= EXERCISE DESCRIPTION =
Find each line in the records that contains the word "lamp", and copy those lines out in full. Treat uppercase and lowercase letters as different.

>> START STORED ROWS

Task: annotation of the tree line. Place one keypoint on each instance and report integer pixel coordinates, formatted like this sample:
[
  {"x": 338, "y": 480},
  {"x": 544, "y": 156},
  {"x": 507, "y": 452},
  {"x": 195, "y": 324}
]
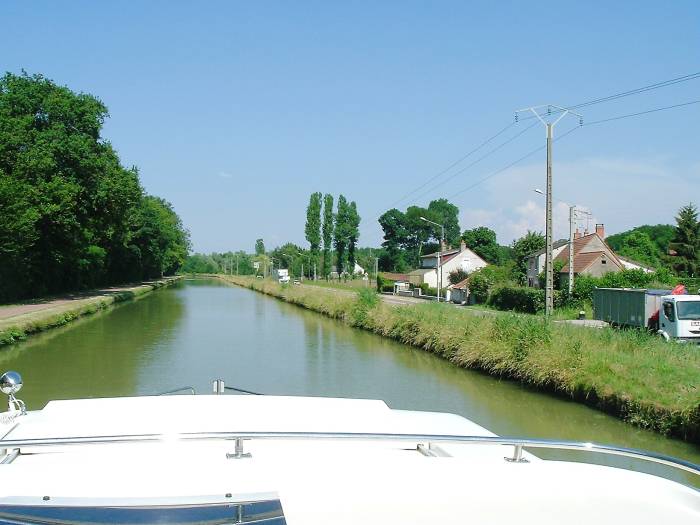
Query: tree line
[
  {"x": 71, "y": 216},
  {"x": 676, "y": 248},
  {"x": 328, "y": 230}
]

>> END STORED ROWS
>> START STORED ROWS

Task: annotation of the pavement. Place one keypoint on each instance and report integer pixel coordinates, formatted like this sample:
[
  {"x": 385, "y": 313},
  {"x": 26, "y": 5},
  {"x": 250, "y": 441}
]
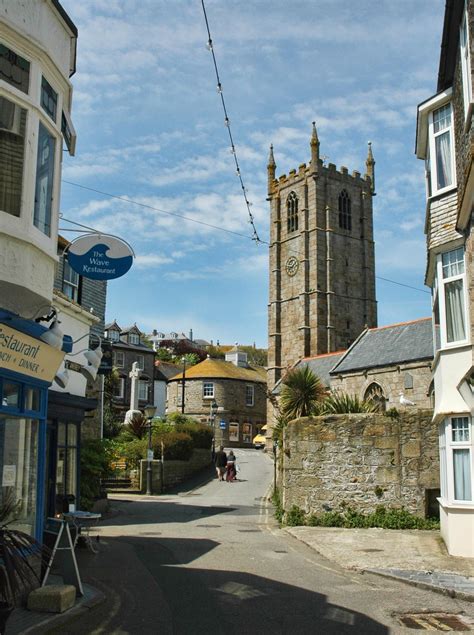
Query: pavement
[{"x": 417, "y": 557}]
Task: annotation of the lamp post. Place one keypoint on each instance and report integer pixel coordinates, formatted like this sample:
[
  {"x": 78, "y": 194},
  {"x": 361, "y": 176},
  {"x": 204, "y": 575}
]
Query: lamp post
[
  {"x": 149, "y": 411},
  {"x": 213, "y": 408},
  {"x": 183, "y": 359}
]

>> END STORED ROWS

= SOLUTION TO THE EXERCISE =
Task: annotation of the lamp post. Place one keypoint on each instance and report integer pixel coordinates, formatted like this sample:
Query: lamp post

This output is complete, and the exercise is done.